The response must consist of the lines below from the one with "point: shoreline |" through the one with "point: white passenger", exactly as they appear and with both ends kept.

Provided records →
· · ·

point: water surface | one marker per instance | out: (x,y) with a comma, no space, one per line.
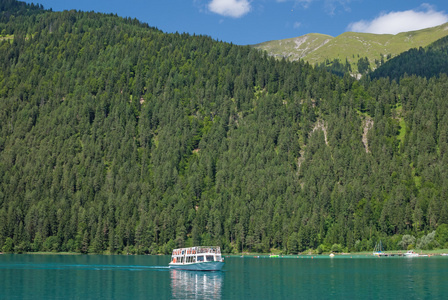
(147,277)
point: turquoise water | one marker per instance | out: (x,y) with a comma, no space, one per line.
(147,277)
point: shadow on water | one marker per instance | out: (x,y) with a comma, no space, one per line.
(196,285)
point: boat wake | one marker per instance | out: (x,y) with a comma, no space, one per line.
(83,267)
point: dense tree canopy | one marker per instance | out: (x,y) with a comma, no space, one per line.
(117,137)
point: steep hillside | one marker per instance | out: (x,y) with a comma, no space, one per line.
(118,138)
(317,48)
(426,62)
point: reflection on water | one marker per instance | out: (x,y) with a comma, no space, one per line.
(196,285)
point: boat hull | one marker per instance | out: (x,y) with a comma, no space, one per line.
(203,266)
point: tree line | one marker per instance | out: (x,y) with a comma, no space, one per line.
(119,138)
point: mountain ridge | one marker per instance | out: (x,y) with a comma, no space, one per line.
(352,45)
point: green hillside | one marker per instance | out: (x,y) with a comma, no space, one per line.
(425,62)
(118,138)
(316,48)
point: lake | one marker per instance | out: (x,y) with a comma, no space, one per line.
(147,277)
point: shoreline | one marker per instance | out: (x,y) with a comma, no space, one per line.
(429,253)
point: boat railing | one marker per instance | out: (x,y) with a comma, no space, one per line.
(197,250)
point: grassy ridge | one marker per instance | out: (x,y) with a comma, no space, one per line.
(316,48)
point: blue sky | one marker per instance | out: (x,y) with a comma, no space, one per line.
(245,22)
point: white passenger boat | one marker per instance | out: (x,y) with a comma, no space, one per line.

· · ·

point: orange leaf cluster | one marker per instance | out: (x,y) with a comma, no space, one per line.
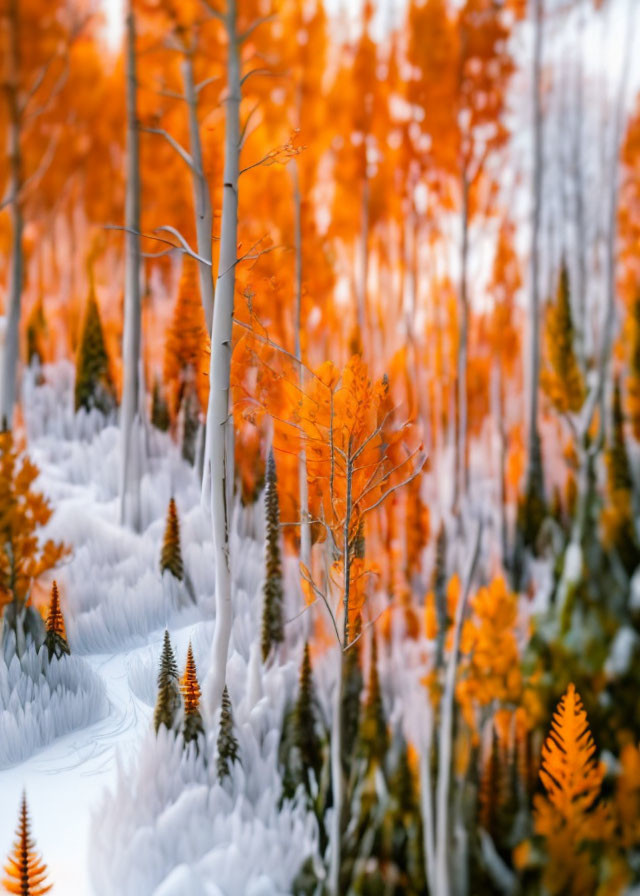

· · ·

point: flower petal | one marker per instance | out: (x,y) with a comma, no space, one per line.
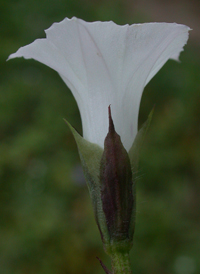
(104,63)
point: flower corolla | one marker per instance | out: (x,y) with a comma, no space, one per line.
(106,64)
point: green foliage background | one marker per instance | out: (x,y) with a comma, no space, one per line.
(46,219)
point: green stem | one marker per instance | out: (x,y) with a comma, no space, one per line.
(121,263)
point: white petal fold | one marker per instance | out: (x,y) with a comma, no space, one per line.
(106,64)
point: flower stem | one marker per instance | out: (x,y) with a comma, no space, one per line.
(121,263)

· · ·

Exercise solution →
point: shoreline | one marker per instance | out: (x,y) with a comma, no space, one per line.
(429,253)
point: boat railing | one marker per instance | out: (x,y) with a comma, no space, one per line.
(197,250)
point: grassy ridge | one marker per instance | out: (x,y) with a comma, no space, one per line.
(316,48)
point: blue sky | one marker per instance | out: (x,y) with a comma, no space, one per line.
(245,22)
point: white passenger boat | one marker per instance | out: (x,y) with a comma, no space, one per line.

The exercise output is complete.